**Action item**
Write out the line that contains "Where can you see the woman with" and every line after it through the end of the entries, exactly as given and with no other lines.

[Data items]
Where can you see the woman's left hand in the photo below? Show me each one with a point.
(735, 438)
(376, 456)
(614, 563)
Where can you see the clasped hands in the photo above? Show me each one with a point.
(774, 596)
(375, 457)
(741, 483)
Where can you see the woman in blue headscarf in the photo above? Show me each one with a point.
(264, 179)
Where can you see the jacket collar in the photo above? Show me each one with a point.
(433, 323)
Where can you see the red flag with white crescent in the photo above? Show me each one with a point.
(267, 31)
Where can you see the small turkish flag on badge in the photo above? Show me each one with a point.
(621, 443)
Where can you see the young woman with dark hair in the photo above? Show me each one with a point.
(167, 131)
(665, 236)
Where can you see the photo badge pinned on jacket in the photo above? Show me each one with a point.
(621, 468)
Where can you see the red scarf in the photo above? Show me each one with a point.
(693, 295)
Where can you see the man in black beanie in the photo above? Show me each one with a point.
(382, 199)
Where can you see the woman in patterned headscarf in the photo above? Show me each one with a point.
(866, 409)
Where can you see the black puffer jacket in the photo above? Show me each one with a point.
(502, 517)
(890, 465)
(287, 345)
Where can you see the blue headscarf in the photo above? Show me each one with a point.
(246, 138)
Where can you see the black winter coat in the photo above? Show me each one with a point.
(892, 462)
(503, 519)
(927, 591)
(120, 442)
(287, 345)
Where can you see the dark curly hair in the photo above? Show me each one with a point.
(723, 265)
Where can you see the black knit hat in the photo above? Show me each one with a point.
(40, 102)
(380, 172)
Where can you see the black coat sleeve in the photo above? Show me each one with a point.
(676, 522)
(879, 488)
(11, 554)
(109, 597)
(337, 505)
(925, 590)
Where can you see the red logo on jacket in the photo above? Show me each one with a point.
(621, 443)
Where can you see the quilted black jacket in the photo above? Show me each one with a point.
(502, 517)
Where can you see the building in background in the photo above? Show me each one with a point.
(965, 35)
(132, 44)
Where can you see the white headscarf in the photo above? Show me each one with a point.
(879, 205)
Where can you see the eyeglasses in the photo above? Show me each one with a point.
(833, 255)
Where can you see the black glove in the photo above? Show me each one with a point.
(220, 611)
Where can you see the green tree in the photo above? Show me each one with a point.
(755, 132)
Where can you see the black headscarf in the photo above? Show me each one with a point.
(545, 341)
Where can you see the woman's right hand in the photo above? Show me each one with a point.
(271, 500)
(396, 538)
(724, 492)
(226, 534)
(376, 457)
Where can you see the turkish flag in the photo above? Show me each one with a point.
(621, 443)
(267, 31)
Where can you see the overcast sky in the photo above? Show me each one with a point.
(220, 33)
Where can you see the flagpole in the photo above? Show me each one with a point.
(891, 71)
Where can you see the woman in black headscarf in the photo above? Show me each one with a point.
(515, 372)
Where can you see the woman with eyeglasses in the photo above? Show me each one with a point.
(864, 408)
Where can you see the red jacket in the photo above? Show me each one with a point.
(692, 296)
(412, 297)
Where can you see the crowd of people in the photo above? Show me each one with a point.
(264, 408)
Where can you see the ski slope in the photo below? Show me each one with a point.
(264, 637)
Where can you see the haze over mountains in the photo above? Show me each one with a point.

**Answer**
Where can you see the woman with eyeglasses in the photo above? Show me each one with a point.
(864, 408)
Where can you see the red jacket in the photo above? Show me each one with a point.
(692, 296)
(412, 297)
Where can you see the crowd of people in the photo above? Show me each one with a point.
(264, 408)
Where can you see the ski slope in the photo below? Show me each one with a point.
(264, 637)
Where can you see the haze over mountains in the photo above? Show me each one with a point.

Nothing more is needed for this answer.